» **Passage shown**:

At the end of 2015, the FBI discovered a breach of 21st Century Oncology’s database affecting more than 2 million patients.
In accordance with the HIPAA requirements for reporting large breaches, Century Oncology recently posted a media statement on the organization’s website to address the breach. The Florida-based oncology chain “operates 181 cancer treatment centers, including 145 in 17 U.S. states and 36 in seven countries in Latin America,” according to Healthcare Info Security article.
The Florida cancer center chain admitted that the FBI notified them of the breach on November 13, 2015, and that they were advised not to post a media report on the incident until later so as not to impede the investigation. In their media statement, 21st Century Oncology stated that a forensics firm was also consulted to aid in the investigation and to help the organization protect their networks for the future. The firm discovered that the intruder may have accessed the 21st Century Oncology database on October 3, 2015. This database contained Protected Health Information, including social security numbers, diagnosis and treatment information, and insurance information.
Although 21st Century Oncology does not believe the information was misused, the organization is implementing a free one-year, credit-protection service for affected patients. The cancer center chain also suggests patients regularly review their insurance explanation of benefits to ensure there is no fraudulent activity. If anything unusual is found in those statements, patients were instructed to call their insurance provider immediately.

» **What is expected**:
Reproduce word for word the portion of the 21st Century Oncology breach passage from "The Florida cancer" up to and including "and insurance information.". Rely solely on the passage about the 21st Century Oncology breach.

(Items listed in a dataset)
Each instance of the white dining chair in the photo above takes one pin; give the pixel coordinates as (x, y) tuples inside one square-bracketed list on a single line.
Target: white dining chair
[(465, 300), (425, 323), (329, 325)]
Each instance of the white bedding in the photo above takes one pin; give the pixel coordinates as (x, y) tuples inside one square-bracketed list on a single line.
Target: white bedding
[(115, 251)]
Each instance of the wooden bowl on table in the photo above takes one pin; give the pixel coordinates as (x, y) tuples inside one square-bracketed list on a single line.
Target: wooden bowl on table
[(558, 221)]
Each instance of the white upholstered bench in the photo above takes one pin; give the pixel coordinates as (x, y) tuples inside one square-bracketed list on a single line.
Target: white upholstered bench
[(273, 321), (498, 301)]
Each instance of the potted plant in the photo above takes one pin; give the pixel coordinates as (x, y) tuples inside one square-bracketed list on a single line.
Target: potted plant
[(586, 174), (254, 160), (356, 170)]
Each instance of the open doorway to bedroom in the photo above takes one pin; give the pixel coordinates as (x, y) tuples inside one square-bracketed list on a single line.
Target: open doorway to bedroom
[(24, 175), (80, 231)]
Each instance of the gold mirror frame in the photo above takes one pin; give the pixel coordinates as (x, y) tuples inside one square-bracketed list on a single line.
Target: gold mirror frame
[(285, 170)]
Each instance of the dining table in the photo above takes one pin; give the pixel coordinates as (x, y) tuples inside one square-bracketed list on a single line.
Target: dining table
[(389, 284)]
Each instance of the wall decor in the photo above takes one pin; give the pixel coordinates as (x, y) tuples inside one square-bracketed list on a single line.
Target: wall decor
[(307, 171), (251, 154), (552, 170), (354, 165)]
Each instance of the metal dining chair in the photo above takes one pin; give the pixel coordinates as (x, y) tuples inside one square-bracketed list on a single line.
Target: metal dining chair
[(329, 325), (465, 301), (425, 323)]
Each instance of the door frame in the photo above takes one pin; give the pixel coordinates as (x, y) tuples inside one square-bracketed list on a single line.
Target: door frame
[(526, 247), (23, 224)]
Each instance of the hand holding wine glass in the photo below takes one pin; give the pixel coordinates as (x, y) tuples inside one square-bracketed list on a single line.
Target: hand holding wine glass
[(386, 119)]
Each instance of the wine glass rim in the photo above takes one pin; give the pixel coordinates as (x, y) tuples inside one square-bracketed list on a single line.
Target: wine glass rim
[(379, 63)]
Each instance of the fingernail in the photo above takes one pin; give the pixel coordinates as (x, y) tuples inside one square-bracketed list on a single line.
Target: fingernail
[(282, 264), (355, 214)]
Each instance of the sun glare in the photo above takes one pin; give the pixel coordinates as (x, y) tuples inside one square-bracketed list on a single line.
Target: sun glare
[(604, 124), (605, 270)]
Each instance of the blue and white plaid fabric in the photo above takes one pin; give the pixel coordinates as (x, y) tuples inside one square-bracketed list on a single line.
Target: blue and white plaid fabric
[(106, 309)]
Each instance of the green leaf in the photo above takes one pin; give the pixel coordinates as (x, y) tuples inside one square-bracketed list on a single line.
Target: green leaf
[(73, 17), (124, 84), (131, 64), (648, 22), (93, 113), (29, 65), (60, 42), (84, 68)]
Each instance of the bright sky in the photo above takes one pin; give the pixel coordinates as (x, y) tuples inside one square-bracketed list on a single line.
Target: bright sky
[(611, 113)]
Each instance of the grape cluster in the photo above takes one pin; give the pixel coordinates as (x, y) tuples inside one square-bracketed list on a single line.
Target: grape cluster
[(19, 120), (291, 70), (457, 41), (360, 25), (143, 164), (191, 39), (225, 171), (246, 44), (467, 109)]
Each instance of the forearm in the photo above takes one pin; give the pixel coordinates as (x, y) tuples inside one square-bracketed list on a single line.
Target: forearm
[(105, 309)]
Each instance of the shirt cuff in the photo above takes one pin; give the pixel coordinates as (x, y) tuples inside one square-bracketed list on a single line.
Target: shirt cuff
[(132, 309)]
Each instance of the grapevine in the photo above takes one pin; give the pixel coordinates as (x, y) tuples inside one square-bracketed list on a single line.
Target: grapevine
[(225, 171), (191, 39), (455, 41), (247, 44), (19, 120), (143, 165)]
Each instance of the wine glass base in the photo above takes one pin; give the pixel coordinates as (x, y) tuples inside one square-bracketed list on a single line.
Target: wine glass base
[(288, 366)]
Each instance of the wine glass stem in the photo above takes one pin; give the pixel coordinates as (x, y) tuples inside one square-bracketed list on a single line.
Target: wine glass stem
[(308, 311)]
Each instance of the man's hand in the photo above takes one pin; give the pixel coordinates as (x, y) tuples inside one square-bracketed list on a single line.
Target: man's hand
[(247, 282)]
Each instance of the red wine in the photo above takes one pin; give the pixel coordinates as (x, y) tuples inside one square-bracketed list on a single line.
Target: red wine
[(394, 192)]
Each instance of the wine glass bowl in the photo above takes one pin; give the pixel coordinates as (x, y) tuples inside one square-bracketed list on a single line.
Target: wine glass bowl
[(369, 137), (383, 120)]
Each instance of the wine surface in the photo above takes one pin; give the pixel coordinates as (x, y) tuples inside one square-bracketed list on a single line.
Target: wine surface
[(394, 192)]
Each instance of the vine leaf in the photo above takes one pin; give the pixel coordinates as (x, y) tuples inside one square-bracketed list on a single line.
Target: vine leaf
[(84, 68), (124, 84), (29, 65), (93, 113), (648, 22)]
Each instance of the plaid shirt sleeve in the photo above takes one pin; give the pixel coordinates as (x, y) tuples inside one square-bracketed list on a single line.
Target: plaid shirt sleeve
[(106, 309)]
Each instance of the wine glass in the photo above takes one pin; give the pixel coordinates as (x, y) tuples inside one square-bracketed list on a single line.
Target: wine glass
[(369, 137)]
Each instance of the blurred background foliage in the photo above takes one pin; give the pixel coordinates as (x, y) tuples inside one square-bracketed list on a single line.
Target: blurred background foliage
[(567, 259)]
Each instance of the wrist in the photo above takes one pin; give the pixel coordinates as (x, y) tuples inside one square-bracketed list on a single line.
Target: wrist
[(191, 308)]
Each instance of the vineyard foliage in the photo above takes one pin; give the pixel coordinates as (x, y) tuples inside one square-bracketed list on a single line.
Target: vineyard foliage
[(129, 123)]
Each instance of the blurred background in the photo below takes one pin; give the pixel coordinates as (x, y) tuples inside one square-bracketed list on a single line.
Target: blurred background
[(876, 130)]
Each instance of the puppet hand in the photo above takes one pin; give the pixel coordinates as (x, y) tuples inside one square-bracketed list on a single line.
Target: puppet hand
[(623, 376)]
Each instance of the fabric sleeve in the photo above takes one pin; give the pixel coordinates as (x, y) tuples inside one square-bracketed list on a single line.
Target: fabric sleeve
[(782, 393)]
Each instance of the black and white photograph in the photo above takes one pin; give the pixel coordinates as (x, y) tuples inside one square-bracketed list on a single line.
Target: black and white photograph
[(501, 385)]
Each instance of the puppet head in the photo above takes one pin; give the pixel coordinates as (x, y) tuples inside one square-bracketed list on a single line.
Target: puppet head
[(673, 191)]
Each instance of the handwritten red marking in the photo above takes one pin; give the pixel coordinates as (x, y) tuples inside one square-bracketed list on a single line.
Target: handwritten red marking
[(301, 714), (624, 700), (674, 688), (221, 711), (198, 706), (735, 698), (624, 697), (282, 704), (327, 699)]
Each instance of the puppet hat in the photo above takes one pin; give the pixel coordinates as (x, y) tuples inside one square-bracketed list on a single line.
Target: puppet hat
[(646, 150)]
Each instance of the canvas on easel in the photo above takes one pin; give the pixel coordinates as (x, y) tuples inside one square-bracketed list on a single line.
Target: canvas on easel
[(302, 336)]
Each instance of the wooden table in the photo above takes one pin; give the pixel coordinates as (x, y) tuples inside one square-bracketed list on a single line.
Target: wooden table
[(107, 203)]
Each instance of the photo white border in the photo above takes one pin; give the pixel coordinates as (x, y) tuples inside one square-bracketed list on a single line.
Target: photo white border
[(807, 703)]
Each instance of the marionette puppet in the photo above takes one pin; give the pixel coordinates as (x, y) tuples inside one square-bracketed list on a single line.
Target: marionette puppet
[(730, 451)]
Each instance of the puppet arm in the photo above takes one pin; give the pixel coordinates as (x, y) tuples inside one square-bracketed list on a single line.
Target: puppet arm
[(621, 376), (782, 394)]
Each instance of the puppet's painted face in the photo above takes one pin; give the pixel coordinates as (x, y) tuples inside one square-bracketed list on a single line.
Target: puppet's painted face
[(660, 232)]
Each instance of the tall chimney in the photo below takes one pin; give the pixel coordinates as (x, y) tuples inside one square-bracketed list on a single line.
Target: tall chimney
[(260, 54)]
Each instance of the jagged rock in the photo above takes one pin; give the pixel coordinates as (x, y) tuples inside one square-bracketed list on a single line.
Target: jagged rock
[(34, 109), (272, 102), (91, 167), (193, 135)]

» **Solution**:
The Florida cancer center chain admitted that the FBI notified them of the breach on November 13, 2015, and that they were advised not to post a media report on the incident until later so as not to impede the investigation. In their media statement, 21st Century Oncology stated that a forensics firm was also consulted to aid in the investigation and to help the organization protect their networks for the future. The firm discovered that the intruder may have accessed the 21st Century Oncology database on October 3, 2015. This database contained Protected Health Information, including social security numbers, diagnosis and treatment information, and insurance information.